■ **Problem requirements**:
For each line of the data that includes the word "wooden", copy the line.
§ §
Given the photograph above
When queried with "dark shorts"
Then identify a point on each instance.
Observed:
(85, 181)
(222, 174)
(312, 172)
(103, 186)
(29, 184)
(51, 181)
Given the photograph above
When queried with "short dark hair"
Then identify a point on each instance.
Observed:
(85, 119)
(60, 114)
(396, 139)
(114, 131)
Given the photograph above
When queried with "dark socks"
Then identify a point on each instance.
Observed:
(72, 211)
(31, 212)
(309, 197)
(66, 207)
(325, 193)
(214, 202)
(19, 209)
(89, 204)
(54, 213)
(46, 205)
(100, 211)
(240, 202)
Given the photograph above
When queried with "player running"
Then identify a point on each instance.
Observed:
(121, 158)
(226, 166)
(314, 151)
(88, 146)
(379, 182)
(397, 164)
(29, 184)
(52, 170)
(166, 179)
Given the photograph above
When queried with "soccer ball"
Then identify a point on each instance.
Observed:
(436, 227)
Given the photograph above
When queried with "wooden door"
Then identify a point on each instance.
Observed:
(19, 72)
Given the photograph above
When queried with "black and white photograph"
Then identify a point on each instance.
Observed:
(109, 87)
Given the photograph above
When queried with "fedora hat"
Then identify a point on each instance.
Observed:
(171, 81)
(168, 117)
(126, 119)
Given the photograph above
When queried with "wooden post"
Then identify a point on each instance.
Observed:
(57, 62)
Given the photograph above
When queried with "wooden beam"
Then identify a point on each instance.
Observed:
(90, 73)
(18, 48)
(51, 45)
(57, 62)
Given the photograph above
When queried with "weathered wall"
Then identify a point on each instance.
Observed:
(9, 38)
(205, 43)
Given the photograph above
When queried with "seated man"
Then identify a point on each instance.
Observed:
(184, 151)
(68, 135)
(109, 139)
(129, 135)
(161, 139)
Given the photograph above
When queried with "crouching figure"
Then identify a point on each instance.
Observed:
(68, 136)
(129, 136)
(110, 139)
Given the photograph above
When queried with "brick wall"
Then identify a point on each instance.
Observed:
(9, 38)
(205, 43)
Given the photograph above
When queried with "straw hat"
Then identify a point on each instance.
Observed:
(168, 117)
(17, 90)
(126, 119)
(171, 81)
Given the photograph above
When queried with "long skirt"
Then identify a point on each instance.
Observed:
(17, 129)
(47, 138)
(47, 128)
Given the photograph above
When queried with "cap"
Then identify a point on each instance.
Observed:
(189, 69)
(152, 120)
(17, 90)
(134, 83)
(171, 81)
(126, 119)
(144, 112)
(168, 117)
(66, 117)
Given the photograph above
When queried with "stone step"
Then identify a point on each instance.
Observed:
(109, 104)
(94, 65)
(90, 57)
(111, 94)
§ §
■ **Solution below**:
When queried with "wooden door"
When queried with "wooden post"
When queried with "wooden beam"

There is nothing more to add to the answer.